Chapitre III : D'ARGENTIA A CASABLANCA (autres chapitres ici)
L'inaction relative que m'imposait ma mission de reconnaissance dans le Cercle Arctique me pesait doublement après la rencontre d'Argentia qui s'était déroulée dans une atmosphère d'action. Par bonheur, mon escadrille fut rappelée aux Etats-Unis au début de septembre, quinze jours à peine après la fin de la conférence.
Je me hâtai aussitôt de demander mon admission à l'école de l'Air afin de me préparer au service actif, sinon en qualité de pilote, du moins comme navigateur. Cela me donnerait, pensai-je, quelque chance d'être envoyé outre-mer. Mentalement, je soulignai cette demande et j'y ajoutai des points d'exclamation, ce qui ne fut peut-être pas tout à fait inutile. En effet, vers la fin du mois de septembre, elle obtint une suite favorable et je reçus l'ordre de gagner Kelly Field, à San Antonio, au Texas. J'avais déjà été officier d'infanterie, puis officier des services de renseignements, j'allais devenir officier d'aviation.

DONNÉES FOURNIES:

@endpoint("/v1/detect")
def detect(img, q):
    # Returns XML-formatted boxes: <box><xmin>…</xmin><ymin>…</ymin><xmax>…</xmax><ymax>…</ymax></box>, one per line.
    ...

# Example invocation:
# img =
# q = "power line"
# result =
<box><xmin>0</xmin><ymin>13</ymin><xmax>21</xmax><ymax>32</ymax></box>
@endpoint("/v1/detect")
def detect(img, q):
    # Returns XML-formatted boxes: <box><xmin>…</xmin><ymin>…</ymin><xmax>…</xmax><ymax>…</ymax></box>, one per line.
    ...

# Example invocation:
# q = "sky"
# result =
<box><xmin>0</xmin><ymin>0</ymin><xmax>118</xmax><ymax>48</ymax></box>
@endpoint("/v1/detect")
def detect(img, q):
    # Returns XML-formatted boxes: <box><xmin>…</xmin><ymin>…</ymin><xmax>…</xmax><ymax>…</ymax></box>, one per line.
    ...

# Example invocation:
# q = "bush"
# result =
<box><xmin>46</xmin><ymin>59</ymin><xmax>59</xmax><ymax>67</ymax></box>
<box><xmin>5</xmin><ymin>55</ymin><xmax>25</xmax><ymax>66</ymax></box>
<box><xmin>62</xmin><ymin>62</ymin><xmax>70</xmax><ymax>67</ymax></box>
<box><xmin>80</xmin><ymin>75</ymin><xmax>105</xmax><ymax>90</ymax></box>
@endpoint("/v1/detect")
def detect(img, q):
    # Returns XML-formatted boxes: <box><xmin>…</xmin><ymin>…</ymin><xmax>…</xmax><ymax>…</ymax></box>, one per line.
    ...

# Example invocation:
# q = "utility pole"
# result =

CONSIGNES:
**a.** Traduisez en anglais cette phrase du document source : « Cela me donnerait, pensai-je, quelque chance d'être envoyé outre-mer. »
**b.** Selon le document source, quel lieu désignait l'ordre reçu vers la fin du mois de septembre ?
**c.** Recopiez le passage du document source qui commence à « L'inaction relative que » et se termine à « de la conférence. ».
Les items n'interviennent pas ici.

CORRIGÉ:
**a.** This would give me, I thought, some chance of being sent overseas.

**b.** Kelly Field, à San Antonio, au Texas.

**c.**
L'inaction relative que m'imposait ma mission de reconnaissance dans le Cercle Arctique me pesait doublement après la rencontre d'Argentia qui s'était déroulée dans une atmosphère d'action. Par bonheur, mon escadrille fut rappelée aux Etats-Unis au début de septembre, quinze jours à peine après la fin de la conférence.